THE EXERCISE: Copy out everything from the line containing "the tree canopy." down to the line containing "[204,146,297,260]", both included, and offset every bounding-box coordinate in the answers by 65. Leave the pictures out.

GIVEN DATA:
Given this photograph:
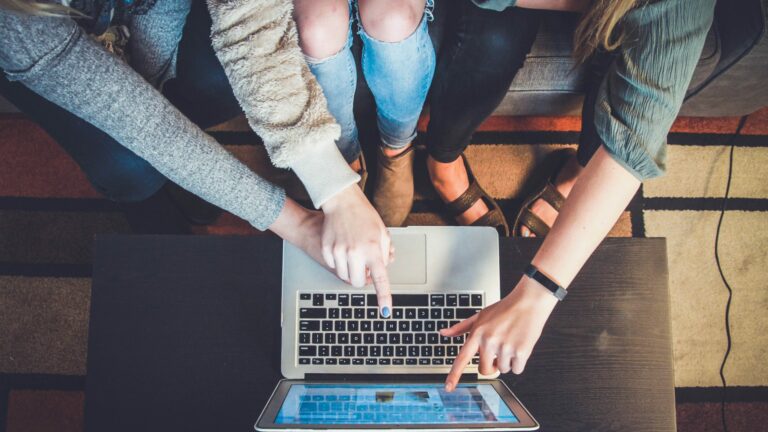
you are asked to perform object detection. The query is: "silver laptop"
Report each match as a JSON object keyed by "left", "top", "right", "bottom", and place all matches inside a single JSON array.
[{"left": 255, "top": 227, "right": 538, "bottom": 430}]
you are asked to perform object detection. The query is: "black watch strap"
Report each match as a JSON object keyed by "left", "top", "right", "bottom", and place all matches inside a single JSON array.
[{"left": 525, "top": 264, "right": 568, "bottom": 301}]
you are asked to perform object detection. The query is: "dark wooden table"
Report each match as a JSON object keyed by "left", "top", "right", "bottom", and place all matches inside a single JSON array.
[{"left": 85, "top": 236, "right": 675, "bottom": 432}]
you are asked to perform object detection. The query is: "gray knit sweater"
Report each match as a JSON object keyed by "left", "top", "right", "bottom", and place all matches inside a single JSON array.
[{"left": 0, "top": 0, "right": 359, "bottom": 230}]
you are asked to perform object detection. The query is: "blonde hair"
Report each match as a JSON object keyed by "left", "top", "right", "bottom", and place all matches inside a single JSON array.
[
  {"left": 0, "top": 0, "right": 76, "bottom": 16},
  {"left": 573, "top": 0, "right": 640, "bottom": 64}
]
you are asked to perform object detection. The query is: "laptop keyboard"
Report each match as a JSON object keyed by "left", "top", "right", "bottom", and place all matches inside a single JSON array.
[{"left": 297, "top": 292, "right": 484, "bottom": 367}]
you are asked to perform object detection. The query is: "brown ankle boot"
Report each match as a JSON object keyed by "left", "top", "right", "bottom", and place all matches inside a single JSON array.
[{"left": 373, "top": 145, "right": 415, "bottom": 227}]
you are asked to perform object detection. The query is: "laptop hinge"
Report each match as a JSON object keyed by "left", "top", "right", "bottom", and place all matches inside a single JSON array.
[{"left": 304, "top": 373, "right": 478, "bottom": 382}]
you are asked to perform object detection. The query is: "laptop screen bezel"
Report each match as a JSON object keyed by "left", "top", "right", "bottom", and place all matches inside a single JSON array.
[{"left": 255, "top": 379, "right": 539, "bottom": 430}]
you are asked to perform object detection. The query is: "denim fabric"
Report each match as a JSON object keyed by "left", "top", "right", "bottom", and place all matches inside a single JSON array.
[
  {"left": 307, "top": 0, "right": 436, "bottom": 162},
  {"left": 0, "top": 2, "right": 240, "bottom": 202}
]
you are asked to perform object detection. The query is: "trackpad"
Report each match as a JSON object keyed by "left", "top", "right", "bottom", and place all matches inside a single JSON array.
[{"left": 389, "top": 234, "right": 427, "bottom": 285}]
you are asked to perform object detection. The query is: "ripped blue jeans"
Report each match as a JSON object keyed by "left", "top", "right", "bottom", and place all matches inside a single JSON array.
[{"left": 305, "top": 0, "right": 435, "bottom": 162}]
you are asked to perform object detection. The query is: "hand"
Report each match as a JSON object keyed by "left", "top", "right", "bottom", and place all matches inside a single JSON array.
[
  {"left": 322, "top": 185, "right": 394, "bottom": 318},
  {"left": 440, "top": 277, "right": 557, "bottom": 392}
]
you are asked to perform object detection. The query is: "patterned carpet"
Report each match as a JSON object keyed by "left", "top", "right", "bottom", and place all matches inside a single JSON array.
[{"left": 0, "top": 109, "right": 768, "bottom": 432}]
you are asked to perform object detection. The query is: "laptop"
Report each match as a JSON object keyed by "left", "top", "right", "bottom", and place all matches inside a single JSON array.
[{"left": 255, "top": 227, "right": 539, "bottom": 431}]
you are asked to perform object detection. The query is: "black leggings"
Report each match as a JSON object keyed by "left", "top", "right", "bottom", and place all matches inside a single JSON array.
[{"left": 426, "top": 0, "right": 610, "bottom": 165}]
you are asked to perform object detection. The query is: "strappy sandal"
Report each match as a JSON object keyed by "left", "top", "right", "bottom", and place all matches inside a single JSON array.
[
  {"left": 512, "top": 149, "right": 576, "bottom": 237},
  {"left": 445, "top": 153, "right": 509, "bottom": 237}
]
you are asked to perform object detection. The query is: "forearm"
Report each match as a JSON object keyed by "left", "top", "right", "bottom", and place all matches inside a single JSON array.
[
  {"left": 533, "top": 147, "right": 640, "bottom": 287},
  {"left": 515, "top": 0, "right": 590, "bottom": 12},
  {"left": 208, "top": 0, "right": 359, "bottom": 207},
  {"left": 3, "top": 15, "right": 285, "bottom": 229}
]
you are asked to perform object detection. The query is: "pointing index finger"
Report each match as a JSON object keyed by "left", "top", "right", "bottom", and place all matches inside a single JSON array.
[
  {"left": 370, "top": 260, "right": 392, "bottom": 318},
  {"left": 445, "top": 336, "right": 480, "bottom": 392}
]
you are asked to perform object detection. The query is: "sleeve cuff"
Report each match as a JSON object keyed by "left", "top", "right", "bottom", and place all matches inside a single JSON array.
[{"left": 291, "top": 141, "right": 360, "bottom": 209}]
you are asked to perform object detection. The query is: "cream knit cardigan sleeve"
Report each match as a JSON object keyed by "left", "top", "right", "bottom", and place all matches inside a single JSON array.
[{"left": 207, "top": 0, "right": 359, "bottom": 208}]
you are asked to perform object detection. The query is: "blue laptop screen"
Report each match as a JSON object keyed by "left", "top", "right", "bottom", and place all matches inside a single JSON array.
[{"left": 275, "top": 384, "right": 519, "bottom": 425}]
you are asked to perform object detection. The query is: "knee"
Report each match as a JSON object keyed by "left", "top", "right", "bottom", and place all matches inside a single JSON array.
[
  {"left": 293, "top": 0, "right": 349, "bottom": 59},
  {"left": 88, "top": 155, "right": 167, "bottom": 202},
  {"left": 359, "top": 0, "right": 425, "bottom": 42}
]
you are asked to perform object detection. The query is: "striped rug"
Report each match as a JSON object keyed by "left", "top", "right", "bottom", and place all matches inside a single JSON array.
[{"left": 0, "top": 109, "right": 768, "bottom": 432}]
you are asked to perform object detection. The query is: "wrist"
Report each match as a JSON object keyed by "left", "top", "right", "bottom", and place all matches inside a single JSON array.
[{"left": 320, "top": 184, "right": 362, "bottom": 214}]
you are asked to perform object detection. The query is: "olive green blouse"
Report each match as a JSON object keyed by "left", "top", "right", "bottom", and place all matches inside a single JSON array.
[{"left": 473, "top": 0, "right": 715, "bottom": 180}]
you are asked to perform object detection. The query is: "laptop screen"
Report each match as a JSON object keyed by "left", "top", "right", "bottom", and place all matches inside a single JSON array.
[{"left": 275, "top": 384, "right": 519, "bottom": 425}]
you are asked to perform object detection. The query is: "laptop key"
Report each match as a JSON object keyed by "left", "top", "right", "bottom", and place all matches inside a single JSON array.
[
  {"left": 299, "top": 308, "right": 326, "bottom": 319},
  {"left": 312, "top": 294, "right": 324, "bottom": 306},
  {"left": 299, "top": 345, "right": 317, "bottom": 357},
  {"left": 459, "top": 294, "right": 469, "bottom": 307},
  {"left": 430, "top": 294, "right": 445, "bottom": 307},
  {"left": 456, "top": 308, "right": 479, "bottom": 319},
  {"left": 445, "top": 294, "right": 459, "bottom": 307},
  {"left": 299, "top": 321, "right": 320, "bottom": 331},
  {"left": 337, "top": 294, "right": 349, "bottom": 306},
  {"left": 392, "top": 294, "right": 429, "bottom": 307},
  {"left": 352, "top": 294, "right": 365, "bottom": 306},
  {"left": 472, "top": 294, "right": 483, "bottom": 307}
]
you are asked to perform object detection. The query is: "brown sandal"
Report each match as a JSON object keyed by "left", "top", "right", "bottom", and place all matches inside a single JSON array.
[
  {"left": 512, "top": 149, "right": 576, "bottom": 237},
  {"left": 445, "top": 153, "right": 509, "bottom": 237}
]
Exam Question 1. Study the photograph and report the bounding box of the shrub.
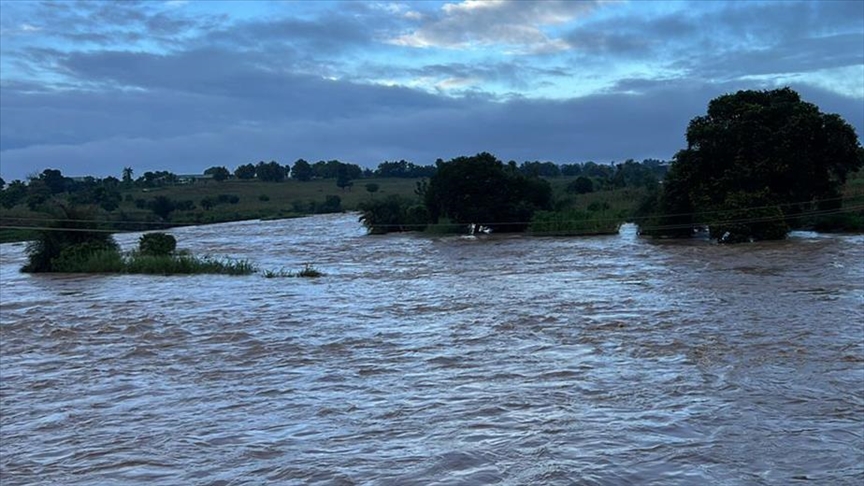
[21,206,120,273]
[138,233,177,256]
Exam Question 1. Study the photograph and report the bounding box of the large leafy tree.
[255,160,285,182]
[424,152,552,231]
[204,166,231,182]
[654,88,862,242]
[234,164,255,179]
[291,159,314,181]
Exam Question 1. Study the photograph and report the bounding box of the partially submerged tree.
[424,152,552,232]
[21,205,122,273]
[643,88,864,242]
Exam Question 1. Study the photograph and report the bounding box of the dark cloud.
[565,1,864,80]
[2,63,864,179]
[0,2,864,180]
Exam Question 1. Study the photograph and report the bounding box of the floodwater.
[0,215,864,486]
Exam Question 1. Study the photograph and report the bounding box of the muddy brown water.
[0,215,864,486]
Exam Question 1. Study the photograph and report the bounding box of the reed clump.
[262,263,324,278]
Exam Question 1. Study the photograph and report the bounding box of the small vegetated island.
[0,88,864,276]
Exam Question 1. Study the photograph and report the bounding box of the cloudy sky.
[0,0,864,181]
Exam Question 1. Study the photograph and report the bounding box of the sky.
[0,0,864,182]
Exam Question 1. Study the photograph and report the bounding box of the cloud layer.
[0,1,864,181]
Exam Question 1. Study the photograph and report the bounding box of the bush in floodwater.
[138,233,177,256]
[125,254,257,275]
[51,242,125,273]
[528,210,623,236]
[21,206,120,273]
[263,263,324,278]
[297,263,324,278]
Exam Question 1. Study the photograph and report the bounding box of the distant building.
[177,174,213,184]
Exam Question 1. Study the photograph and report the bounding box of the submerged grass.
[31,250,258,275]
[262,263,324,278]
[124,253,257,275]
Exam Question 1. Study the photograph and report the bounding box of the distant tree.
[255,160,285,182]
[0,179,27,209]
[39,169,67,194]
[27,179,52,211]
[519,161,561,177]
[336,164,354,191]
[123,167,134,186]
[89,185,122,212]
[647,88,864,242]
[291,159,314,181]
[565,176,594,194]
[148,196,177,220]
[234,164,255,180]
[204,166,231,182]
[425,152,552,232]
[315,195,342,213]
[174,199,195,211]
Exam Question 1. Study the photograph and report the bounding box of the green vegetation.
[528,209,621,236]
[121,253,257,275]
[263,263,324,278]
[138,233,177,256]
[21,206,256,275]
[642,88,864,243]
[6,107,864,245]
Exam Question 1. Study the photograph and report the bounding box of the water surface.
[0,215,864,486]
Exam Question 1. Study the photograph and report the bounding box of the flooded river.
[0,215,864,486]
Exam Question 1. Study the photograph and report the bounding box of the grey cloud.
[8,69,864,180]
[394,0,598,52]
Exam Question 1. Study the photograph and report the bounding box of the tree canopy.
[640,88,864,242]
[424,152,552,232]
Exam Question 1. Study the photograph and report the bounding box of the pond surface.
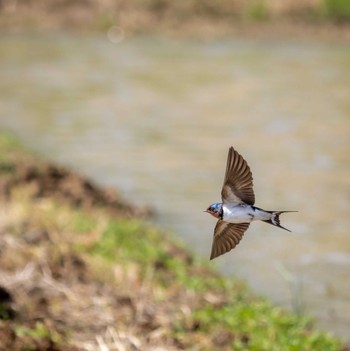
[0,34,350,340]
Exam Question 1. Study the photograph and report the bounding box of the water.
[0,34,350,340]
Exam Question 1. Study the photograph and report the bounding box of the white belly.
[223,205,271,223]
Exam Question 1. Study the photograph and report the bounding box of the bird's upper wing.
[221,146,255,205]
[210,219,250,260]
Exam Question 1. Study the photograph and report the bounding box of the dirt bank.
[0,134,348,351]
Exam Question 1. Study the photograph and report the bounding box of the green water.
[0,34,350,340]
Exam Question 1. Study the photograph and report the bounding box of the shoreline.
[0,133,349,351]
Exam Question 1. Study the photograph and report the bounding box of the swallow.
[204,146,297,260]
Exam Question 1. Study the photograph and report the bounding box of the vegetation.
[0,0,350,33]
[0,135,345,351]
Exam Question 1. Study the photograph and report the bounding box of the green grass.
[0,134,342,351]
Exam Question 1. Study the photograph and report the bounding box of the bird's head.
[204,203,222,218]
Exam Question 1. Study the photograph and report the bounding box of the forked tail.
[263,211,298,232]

SOLVED EXERCISE:
Exam Question 1. Study the photograph and report the bounding box of the tree canopy.
[705,153,929,307]
[489,217,617,297]
Exam Question 1. Study the photograph and report the bounding box of the pond surface.
[65,99,415,405]
Exam Question 1. Study the photograph and report the bounding box of the water.
[65,99,415,405]
Exam Question 1. Study the photograph and report the bounding box of the white belly.
[288,270,336,288]
Exam Question 1. Study the photograph and report the bounding box of the bird's upper wing.
[286,211,320,270]
[275,284,315,325]
Exam Question 1. Study the photograph and report the bounding box of the dirt bank.
[65,199,413,416]
Exam Question 1. Study the photograph and report the bounding box of the green water.
[65,99,415,405]
Exam Question 1. Study the photograph and report the bounding box of the shoreline.
[65,198,414,416]
Exam Question 1. Study the photograph and report the bounding box of the swallow.
[269,211,362,325]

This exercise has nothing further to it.